• EXERCISE INSTRUCTIONS:
1/ In the text about taking up ballet at 42, what was the writer's only dance experience before recently?
2/ Pick up the account of taking up ballet at 42 right after its final sentence and keep writing it.

• TEXT SHOWN:

I’m 42, about to begin gender hormone therapy and have started ballet. So no mid-life crisis at all then.
Other “guys” get a sports car and take guitar lessons. I get leotards and learn the most beautiful, graceful, feminine art of them all. I win!
I’m not the most naturally graceful person, to say the least. My only dance experience until recently was bouncing about nightclub dancefloors in the Britpop era, twisting my melons like Bez from the Happy Mondays.
So how did I end up starting ballet? Well, a couple of years ago, I joined a slimming group. I’d met my partner, we ate too much, we drank too much and, before, I knew it, my weight had ballooned. I looked like sh*t and was desperately unhappy.
So, I joined the club and the weight dropped off. Hoorah! I lost more than half a stone in the first week and a pound or two in each of the next few weeks.
Then my weight loss started to plateau, so I decided to add some exercise to my healthy eating regime – and I wanted to try something I’d never done before, and something more feminine than football or jogging.

• SOURCE DATA:
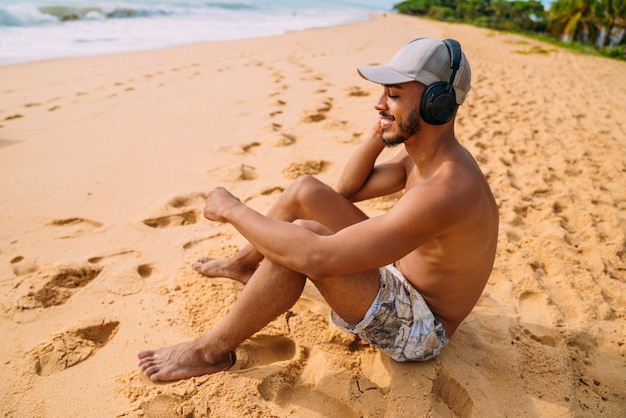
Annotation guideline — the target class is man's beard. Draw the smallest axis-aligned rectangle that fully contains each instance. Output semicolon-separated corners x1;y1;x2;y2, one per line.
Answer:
383;107;422;148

• EXERCISE ANSWERS:
1/ Bouncing about nightclub dancefloors in the Britpop era.

2/
So I tried yoga. I went to Decathlon, bought all the female yoga attire (baggy shirt, baggy trousers) and went to a class recommended by a friend. Hmmm. I didn’t hate it, but it wasn’t for me. There was too little physical exercise and, instead, more focus on the spiritual side, sitting there in the lotus position, repeating “Om”.
Also, it wasn’t a bit feminine. About half of the people there were guys.
So, back to the drawing board. I went online and simply Googled feminine exercise. And there it was: ballet. I don’t know why I hadn’t thought of it before.
I’d never tried ballet, and had never felt any inclination to, although I had been to see the Nutcracker in Cardiff and LOVED it. But I never dreamed I could don the tights myself.
Until now. It seemed perfect. I had no intentions of joining a class, but I Googled about a bit and found that there were quite a few ballet exercise DVDs.
The one I liked the look of most was called Ballet Beautiful, and was by Mary Helen Bowers. If you don’t know, she was a dancer with New York Ballet and trained Natalie Portman for her part in Black Swan.
So, I got hold of the two Ballet Beautiful DVDs (there are several more now) and gave them a go. It was just what I needed – quite a rigorous workout, with some exercises on the mat and others standing.
I soon ordered my first leotard and tights to practise in. And I learned plenty of the basic moves, from pliés and relevés to attitudes and arabesques.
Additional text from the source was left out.